What you have to do ::
Update the records below by replacing every instance of "Point out each one with a dot" with "Mark each one with a dot", keeping everything else unchanged.

Dataset records ::
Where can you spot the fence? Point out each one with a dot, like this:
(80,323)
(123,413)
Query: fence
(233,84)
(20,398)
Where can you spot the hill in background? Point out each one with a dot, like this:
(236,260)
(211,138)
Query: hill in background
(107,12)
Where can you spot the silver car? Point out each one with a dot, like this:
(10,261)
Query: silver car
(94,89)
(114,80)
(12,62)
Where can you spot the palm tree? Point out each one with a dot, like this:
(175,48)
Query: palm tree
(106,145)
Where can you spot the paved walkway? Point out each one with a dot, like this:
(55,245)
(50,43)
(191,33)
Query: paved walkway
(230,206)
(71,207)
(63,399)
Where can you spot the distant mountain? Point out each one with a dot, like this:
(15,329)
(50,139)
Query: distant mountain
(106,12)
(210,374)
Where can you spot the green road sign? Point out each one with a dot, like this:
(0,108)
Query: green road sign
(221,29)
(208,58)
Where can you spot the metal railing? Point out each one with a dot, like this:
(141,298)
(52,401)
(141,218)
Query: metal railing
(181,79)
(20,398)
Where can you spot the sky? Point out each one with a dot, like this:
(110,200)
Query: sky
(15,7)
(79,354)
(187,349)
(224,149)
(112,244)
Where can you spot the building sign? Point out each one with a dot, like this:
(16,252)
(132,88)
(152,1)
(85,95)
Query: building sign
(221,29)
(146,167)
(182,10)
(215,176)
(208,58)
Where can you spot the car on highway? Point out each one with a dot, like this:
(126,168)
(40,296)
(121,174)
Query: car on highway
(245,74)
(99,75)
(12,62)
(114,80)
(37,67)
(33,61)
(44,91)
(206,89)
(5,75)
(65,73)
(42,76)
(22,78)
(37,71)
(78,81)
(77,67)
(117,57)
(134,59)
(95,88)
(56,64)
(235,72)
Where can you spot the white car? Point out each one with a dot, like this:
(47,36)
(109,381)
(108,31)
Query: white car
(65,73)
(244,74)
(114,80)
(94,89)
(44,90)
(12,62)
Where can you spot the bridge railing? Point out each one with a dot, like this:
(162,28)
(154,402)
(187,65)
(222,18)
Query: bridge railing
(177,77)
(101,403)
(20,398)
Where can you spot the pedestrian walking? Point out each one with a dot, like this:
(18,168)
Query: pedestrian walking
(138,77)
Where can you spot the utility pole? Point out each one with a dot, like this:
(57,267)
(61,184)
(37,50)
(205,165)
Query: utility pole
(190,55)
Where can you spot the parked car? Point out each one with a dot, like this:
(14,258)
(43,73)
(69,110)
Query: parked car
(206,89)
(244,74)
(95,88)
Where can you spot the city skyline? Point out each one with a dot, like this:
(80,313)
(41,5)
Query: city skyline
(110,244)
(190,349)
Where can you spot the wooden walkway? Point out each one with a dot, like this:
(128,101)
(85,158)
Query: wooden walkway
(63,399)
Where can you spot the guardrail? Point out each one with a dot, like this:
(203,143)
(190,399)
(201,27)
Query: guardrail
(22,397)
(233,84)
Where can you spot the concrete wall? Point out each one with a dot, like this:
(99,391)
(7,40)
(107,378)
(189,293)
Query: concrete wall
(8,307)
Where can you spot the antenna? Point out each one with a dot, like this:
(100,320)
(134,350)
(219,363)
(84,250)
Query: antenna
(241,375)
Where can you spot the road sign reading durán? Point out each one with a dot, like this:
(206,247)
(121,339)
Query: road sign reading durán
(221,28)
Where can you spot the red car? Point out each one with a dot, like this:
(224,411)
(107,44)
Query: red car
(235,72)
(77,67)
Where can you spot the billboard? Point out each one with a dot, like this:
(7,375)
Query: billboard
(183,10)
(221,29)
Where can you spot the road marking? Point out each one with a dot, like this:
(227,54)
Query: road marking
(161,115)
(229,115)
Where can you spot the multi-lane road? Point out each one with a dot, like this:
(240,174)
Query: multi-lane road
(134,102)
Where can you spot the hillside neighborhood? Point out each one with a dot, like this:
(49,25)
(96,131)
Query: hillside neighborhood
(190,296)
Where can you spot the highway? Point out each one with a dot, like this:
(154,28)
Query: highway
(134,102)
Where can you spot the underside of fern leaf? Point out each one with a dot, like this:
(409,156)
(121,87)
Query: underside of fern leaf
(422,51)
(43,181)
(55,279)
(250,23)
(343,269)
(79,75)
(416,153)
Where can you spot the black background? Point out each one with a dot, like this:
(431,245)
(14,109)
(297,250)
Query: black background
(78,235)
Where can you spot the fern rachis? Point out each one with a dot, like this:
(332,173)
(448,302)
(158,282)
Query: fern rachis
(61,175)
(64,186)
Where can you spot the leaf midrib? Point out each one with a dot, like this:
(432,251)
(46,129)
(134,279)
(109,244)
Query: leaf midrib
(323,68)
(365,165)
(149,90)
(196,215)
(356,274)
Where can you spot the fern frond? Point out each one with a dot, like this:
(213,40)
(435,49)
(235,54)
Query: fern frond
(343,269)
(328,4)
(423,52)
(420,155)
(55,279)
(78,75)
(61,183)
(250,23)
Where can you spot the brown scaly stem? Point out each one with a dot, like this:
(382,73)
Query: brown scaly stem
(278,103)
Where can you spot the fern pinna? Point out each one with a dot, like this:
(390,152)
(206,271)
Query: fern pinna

Full answer ::
Where can you spot the fence? Mark each one with a dot, like this:
(80,323)
(123,413)
Query: fence
(233,84)
(20,398)
Where can you spot the hill in background? Mark each one with a dot, like this:
(236,260)
(211,138)
Query: hill in background
(107,12)
Where can you spot the silver car? Mark each one with a dot, like this:
(10,261)
Query: silver car
(94,89)
(114,80)
(12,62)
Where can you spot the palm tree? Mark each one with a dot, like this:
(175,48)
Query: palm tree
(106,145)
Where can you spot the paved walkway? Mark each one with a dot, like this:
(55,245)
(50,43)
(191,33)
Query: paved walkway
(230,206)
(71,207)
(63,399)
Where can you spot the distant mountain? Mark each one with a dot, like this:
(15,329)
(50,139)
Query: distant mountain
(106,12)
(210,374)
Where can you spot the green road sign? Mark each one with a dot, like this:
(0,108)
Query: green road sign
(221,29)
(208,58)
Where can you spot the metal railing? Mark each one with a dot, like this:
(141,298)
(52,401)
(141,218)
Query: metal railing
(181,79)
(20,398)
Where can you spot the sky? Mark each one with a dot, like this:
(110,200)
Query: sky
(15,7)
(79,354)
(187,349)
(224,149)
(112,244)
Where can you spot the building sign? Mark each one with a dot, like this:
(16,252)
(132,88)
(152,1)
(85,95)
Query: building sign
(221,29)
(146,167)
(182,10)
(215,176)
(208,58)
Where can you spot the car on highway? Mark each one with a dot, like this:
(126,168)
(40,296)
(121,174)
Query: car on highway
(245,74)
(99,75)
(12,62)
(114,80)
(37,67)
(33,61)
(44,91)
(206,89)
(5,75)
(65,73)
(42,76)
(22,78)
(37,71)
(78,81)
(77,67)
(117,57)
(134,59)
(95,88)
(56,64)
(235,72)
Where can you spot the white car? Mark each one with a dot, like this:
(47,36)
(109,381)
(108,31)
Query: white car
(65,73)
(244,74)
(114,80)
(94,89)
(44,90)
(12,62)
Where can you spot the bridge railing? Mark each one with a dot, like this:
(162,28)
(154,402)
(187,65)
(222,18)
Query: bridge railing
(177,77)
(101,403)
(20,398)
Where can you spot the pedestrian walking? Mark each one with a dot, like this:
(18,168)
Query: pedestrian walking
(138,77)
Where can you spot the utility pole? Mark each one with a dot, like this:
(57,267)
(61,184)
(37,50)
(205,165)
Query: utility pole
(190,55)
Where can you spot the parked car? Mark each one with a dot, like this:
(14,258)
(43,73)
(69,110)
Query: parked car
(206,89)
(244,74)
(95,88)
Where can you spot the city skyline? Mark each one with a dot, like this:
(80,313)
(41,5)
Query: city skyline
(110,244)
(190,349)
Where can you spot the wooden walkway? Mark each one with a dot, like this:
(128,101)
(85,158)
Query: wooden walkway
(63,399)
Where can you spot the guardrail? Mark each one with a dot, like this:
(203,143)
(190,399)
(201,27)
Query: guardrail
(22,397)
(233,84)
Where can you spot the concrete wall? Mark each one with a dot, like this:
(99,391)
(7,40)
(107,378)
(189,293)
Query: concrete wall
(8,307)
Where can you spot the antenna? Mark each one with a dot, like this:
(100,320)
(134,350)
(219,363)
(84,250)
Query: antenna
(241,375)
Where can you spot the road sign reading durán? Mark each one with a dot, like this:
(206,247)
(121,339)
Query: road sign reading durán
(221,28)
Where can you spot the red car? Mark each one with a dot, like this:
(224,411)
(107,44)
Query: red car
(235,72)
(77,67)
Where can you spot the billboard? Mark each one with a dot, like this:
(7,375)
Query: billboard
(183,10)
(221,29)
Where can you spot the road marking? Mark each one with a dot, like this:
(227,54)
Query: road marking
(161,115)
(229,115)
Where can you spot the multi-lane road? Mark each one with a dot, like this:
(240,174)
Query: multi-lane road
(134,102)
Where can you spot the hillside neighborhood? Mark each one with a dot, like this:
(49,25)
(96,131)
Query: hillside neighborhood
(190,296)
Where can you spot the highway? Mark each one with a dot, like this:
(154,28)
Query: highway
(134,102)
Where can you spot the underside of fern leaf? Mark each one with a dot, like this:
(409,156)
(121,87)
Query: underside of fern leaf
(422,51)
(43,181)
(55,279)
(250,23)
(343,269)
(79,75)
(416,153)
Where can you spot the black background? Mark each one with a dot, like this:
(431,245)
(14,109)
(297,250)
Query: black background
(78,235)
Where can you spot the fern rachis? Mark each one with a dot, like this:
(332,173)
(448,302)
(158,282)
Query: fern rachis
(61,175)
(64,186)
Where can you spot the leaf midrib? Mark each one with a dot, like this:
(432,251)
(46,129)
(134,279)
(109,244)
Query: leaf midrib
(323,68)
(365,165)
(149,90)
(196,215)
(356,274)
Where can you spot the fern frond? Mark each one with a dot, like this:
(213,40)
(435,49)
(235,54)
Query: fern frond
(343,269)
(328,4)
(423,52)
(420,155)
(55,279)
(78,75)
(61,183)
(250,23)
Where can you spot the brown scaly stem? Mark each one with a dot, like this:
(382,73)
Query: brown scaly stem
(278,103)
Where can you spot the fern pinna? Mark each one with a dot, like this:
(390,152)
(206,271)
Query: fern pinna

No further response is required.